— Directives —
1. Answer these questions from the supplier selection post:
(a) Roughly how many employees does the machine shop have?
(b) Which certifications would qualify a vendor for approval under the proposed criteria?
(c) Who may approve vendors that are not currently certified?
2. Write out the supplier selection post word for word, starting with "Vendors will be" and going on through "conformity and OTD.".
3. For each statement, say whether it agrees with the supplier selection post:
(a) The shop's approved supplier list has been kept up to date.
(b) External provider performance is reported on during management reviews.
(c) The QMS currently lists criteria for how vendors are selected.

AS9100 8.4.1 Supplier Selection/Evaluation criteria and reevaluations

#1
Hi guys. I'm in the process of making some adjustments to our QMS and one of the areas, due to past external audits and my first internal, is supplier quality. We're a small sized machine shop (30ish) employees. So our providers are typically raw material, hardware, and any special processes (mostly plating, heat treat, paint, and some weld specs we aren't certified to). We do have an approved supplier list but due to some QM turnover, it hasn't been maintained. What I'm here to ask about is if what I have in mind in terms of selection and evaluation criteria, and reevaluations would work to satisfy the standard. Currently there is no stated criteria listed in our QMS for how we select or evaluation vendors. It's stated that external provider perfomance is monitored (which is true in conformity and on time delivery) and reported on during management reviews. What I'd like to do is write up a Supplier Quality procedure, and state the criteria as something along the lines of

Vendors will be approved if they hold a current AS9100 or NADCAP certification. Vendors not currently certified may be approved by the President, and monitored on product or service conformity and OTD.

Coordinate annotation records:
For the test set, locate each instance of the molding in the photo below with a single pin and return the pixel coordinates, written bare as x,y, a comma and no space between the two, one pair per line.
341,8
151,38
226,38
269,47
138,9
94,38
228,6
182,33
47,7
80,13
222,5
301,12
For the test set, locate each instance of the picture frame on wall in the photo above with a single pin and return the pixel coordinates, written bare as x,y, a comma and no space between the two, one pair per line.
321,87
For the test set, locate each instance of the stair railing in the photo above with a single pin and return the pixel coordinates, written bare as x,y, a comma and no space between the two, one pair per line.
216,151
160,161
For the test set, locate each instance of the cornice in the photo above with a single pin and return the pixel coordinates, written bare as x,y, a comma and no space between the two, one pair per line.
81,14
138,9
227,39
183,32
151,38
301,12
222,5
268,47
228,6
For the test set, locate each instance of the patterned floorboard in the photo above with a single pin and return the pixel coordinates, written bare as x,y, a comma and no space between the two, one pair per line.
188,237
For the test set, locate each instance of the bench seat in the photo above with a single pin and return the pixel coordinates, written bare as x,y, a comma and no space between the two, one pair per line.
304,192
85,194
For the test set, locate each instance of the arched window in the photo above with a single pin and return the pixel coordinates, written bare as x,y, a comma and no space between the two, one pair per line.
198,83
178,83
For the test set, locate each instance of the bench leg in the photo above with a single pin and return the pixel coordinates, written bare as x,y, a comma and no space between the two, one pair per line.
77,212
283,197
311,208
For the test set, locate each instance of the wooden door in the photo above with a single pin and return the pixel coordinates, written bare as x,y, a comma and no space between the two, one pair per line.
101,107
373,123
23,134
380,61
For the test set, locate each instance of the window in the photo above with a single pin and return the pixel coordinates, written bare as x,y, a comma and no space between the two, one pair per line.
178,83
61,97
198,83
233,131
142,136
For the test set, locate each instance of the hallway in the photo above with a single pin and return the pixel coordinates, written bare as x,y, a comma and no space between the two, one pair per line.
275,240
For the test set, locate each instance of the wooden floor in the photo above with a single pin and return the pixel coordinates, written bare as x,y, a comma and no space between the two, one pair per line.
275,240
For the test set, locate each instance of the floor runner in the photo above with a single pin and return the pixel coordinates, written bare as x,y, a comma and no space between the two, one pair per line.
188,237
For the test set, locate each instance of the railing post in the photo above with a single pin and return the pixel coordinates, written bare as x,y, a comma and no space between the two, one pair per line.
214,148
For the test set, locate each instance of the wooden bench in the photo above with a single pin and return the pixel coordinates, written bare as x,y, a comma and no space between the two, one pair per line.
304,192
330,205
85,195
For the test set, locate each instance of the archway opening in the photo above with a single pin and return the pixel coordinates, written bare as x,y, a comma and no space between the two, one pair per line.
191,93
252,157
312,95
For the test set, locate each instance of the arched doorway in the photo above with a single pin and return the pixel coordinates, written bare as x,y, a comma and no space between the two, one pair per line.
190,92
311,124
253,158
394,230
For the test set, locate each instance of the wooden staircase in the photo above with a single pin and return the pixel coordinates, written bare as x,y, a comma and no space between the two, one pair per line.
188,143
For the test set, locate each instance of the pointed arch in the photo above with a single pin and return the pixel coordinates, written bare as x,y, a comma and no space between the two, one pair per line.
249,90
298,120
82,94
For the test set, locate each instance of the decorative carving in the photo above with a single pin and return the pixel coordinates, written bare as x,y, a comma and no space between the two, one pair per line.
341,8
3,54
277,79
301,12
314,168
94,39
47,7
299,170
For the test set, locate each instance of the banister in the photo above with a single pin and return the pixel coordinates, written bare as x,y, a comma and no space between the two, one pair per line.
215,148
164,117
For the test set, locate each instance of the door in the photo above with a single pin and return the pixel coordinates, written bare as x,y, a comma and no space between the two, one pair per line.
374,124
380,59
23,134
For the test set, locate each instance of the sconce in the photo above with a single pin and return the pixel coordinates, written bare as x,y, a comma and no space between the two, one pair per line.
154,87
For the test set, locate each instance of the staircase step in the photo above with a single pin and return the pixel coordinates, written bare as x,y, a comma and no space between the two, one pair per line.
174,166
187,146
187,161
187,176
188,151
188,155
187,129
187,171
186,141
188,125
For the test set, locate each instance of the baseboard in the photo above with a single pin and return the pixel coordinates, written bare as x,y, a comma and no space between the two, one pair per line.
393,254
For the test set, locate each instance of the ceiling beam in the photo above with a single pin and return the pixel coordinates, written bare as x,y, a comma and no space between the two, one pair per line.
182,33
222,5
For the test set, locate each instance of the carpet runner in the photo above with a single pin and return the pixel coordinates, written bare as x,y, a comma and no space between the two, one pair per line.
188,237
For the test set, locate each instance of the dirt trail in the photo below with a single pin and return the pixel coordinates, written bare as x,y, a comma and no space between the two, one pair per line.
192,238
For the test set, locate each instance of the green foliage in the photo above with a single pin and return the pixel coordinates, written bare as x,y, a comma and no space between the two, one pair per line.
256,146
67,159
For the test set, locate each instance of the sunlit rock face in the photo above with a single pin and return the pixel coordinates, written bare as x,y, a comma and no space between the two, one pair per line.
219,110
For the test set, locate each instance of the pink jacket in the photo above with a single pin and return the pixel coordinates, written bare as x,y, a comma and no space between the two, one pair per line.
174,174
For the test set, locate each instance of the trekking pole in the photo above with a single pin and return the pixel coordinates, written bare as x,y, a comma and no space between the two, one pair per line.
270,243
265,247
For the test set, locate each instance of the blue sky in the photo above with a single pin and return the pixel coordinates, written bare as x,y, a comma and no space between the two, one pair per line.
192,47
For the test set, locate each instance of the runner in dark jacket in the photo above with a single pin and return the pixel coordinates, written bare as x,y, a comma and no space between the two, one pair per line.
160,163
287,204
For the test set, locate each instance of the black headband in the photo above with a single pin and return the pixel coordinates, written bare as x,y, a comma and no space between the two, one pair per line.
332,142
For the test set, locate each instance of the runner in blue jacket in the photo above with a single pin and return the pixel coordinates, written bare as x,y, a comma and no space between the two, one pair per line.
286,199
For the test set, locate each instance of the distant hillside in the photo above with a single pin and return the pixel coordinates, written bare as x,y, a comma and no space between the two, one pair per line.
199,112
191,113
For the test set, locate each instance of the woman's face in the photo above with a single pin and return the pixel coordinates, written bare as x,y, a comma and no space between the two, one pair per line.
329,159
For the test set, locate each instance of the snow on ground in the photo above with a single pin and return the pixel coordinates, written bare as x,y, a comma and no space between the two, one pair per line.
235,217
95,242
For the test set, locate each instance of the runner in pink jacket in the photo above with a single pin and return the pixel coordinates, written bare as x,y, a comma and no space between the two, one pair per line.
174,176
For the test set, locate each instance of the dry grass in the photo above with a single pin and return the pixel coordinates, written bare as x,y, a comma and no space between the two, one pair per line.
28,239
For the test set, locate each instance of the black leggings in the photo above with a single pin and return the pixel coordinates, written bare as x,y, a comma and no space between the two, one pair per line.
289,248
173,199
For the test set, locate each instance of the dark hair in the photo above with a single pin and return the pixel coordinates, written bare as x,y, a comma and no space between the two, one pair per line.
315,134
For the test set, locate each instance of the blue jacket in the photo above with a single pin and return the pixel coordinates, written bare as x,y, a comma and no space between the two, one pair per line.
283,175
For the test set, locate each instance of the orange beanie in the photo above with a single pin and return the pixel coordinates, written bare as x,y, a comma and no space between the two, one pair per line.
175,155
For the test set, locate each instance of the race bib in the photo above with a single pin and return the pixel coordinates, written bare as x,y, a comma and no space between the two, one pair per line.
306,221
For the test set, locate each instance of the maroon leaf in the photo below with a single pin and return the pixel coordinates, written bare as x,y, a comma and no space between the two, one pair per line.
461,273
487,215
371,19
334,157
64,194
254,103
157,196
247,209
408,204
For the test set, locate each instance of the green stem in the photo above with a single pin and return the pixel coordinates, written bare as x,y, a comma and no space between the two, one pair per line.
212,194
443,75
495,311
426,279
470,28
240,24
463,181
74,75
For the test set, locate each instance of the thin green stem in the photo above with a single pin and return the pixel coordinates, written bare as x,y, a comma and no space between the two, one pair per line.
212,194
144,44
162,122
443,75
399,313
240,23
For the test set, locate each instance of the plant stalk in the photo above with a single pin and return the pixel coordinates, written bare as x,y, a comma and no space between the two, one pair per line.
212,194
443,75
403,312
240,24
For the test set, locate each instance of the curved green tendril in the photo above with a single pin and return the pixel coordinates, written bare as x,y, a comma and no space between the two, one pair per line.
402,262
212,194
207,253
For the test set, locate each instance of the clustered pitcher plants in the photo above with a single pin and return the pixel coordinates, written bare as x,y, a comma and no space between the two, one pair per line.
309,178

— Exercise solutions —
1.
(a) About 30 ("30ish").
(b) A current AS9100 or NADCAP certification.
(c) The President.

2.
Vendors will be approved if they hold a current AS9100 or NADCAP certification. Vendors not currently certified may be approved by the President, and monitored on product or service conformity and OTD.

3.
(a) No: "due to some QM turnover, it hasn't been maintained."
(b) Yes: "reported on during management reviews."
(c) No: "Currently there is no stated criteria listed in our QMS"